▸ How to complete this task
Lay out the records below as a Markdown table with two columns, Row and Line. Give each nonblank line its own numbered row and leave out blank lines.

▸ Given records
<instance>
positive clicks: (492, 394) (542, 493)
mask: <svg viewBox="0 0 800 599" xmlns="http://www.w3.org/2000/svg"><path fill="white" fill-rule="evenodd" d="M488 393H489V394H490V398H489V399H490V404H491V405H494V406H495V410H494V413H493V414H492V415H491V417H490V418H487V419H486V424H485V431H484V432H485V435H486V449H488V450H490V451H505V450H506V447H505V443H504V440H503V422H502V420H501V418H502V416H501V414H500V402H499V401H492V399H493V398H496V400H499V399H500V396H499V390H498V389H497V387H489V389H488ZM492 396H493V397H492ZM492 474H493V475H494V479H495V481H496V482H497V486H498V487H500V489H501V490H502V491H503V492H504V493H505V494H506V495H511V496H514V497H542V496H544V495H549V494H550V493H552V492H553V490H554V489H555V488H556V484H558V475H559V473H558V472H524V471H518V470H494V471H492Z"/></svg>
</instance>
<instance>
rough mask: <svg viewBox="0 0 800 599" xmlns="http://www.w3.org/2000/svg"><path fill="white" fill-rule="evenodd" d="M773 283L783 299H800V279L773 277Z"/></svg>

▸ Your solution
| Row | Line |
|---|---|
| 1 | <instance> |
| 2 | positive clicks: (492, 394) (542, 493) |
| 3 | mask: <svg viewBox="0 0 800 599" xmlns="http://www.w3.org/2000/svg"><path fill="white" fill-rule="evenodd" d="M488 393H489V394H490V398H489V399H490V404H491V405H494V406H495V410H494V413H493V414H492V415H491V417H490V418H487V419H486V424H485V431H484V432H485V435H486V449H488V450H490V451H505V450H506V447H505V443H504V440H503V422H502V420H501V418H502V416H501V414H500V402H499V401H492V399H493V398H496V400H499V399H500V396H499V390H498V389H497V387H489V389H488ZM492 396H493V397H492ZM492 474H493V475H494V479H495V481H496V482H497V486H498V487H500V489H501V490H502V491H503V492H504V493H505V494H506V495H511V496H514V497H542V496H544V495H549V494H550V493H552V492H553V490H554V489H555V488H556V484H558V475H559V473H558V472H524V471H518V470H494V471H492Z"/></svg> |
| 4 | </instance> |
| 5 | <instance> |
| 6 | rough mask: <svg viewBox="0 0 800 599" xmlns="http://www.w3.org/2000/svg"><path fill="white" fill-rule="evenodd" d="M773 283L783 299H800V279L773 277Z"/></svg> |